• TASK DIRECTIONS:
Return, word for word, the lines below starting at the line that contains "the pen clip" and ending at the line that contains "the wood knot", with both of those lines included.

»»

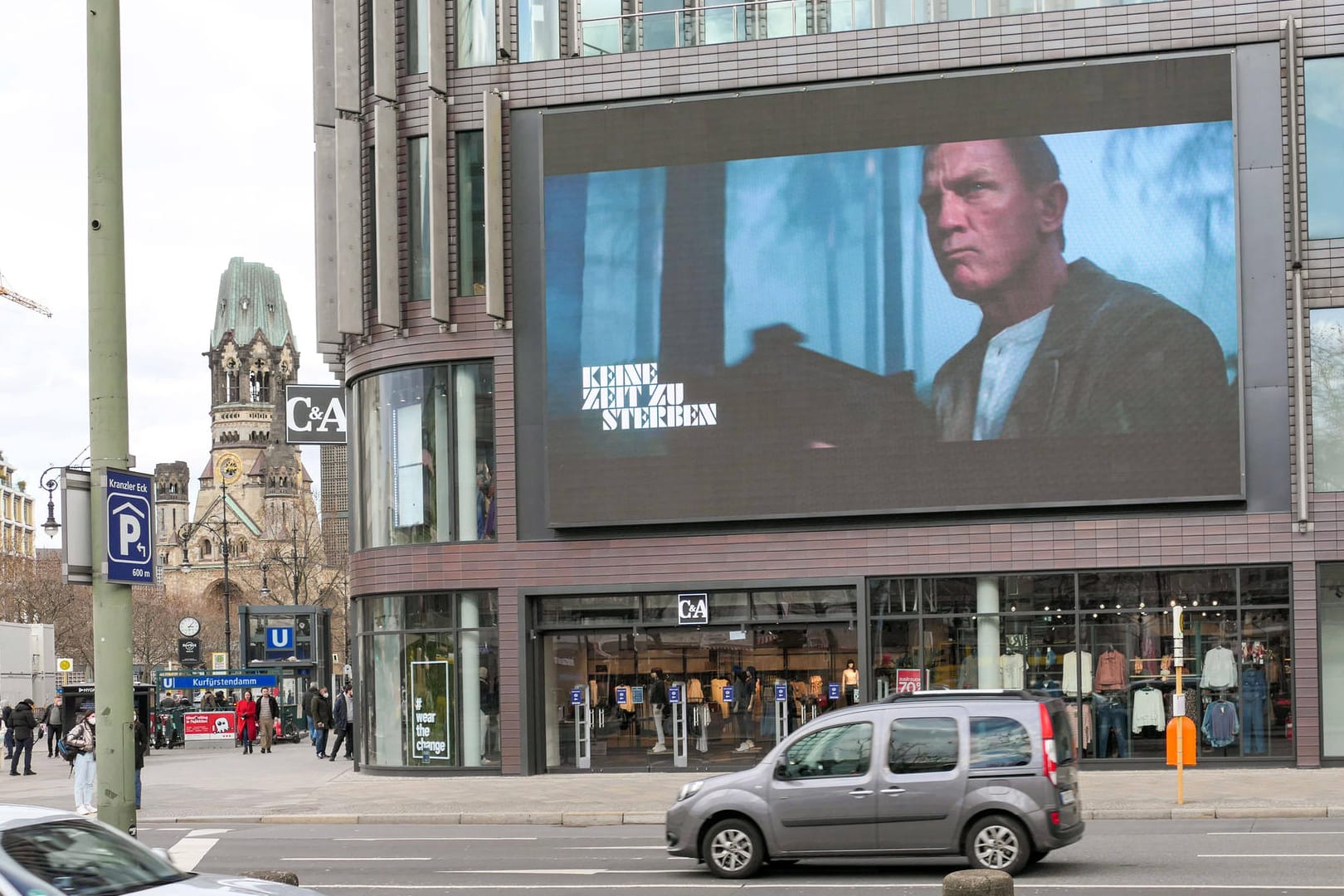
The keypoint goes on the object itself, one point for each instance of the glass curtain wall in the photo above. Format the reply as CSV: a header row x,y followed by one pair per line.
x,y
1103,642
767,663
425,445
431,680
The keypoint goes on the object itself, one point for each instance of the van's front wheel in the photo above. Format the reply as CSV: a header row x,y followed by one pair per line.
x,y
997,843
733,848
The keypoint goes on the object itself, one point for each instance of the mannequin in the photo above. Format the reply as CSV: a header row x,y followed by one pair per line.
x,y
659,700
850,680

««
»»

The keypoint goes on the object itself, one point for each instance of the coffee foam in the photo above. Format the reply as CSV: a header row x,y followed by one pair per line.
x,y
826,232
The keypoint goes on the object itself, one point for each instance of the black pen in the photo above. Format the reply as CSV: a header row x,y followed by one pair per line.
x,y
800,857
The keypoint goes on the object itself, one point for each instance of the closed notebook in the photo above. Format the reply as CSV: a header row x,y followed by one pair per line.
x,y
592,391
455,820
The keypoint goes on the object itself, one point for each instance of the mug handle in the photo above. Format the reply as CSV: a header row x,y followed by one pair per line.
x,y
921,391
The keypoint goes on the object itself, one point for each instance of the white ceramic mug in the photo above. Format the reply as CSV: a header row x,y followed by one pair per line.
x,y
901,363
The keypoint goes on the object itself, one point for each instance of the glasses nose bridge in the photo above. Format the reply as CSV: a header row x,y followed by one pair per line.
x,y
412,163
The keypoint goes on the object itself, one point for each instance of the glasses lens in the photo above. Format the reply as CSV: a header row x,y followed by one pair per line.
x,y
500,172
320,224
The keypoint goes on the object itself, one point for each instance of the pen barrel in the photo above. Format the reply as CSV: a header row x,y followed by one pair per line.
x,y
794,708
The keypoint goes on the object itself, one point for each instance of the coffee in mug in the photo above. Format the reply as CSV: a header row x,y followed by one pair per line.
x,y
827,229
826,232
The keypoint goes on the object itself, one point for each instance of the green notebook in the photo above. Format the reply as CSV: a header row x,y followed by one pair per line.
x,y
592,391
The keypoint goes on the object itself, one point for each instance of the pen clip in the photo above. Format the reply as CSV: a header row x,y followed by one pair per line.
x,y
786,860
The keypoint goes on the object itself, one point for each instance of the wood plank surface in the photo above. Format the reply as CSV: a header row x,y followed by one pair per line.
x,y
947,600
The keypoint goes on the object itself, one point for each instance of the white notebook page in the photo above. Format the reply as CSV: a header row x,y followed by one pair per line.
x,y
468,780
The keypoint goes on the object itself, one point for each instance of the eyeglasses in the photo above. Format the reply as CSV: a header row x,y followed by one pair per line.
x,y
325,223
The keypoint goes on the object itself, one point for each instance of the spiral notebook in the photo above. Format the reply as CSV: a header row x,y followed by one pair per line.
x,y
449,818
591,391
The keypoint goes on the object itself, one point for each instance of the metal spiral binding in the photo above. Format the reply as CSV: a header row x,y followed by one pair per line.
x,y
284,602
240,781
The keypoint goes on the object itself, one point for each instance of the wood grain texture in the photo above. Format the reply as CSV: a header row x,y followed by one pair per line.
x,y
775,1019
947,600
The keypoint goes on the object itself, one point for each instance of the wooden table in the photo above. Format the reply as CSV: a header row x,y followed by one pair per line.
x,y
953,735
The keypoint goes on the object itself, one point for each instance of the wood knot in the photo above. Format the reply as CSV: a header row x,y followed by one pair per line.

««

• RESPONSE BELOW:
The keypoint goes on the object itself, one point for each instance of the pen clip in the photo above. Format the reply as CSV: a header row x,y followed by one pair per line.
x,y
786,860
The keypoint goes on the object itself, one point for each instance of the wood plank surface in the photo above. Format the reply as CSV: a header row x,y followed by one pair per line.
x,y
947,600
The keypoint goes on the object itself, one point for each instance of the white notebook page in the photo above. Format the reply as CSV: a header row x,y followed by one pair per line.
x,y
468,780
The keypoint goes on the object itself, one point for each instance of the eyeglasses in the photo above. Format the reply as CSV: a header row x,y followed by one pair per line.
x,y
325,223
The keypoint goes on the object itself, one point for each instance of the spiral notebook in the photo above. Format the reply as CSV: a header row x,y followed by one pair per line.
x,y
449,818
591,391
The keypoint goes on the object itself, one point for each instance of the metal spiral binding in the photo above. Format the reply as CSV: a header row x,y followed by one pair per line.
x,y
284,602
240,781
The keypoint goes on the object itself, one point for each instance of the wood grain texture in the photo above. Format the reply as CSV: a header row x,y followed by one pair per line.
x,y
775,1019
947,600
The keypoint goes on the object itself, one point for each instance of the wooden table in the photo above. Format the reply as CSV: a header row x,y followed by one pair per line.
x,y
953,735
The keypoint goes on the object itself, one point for each instance of the wood knot in the photo above. Format the reply as CSV: a header row x,y followed by one pair per line.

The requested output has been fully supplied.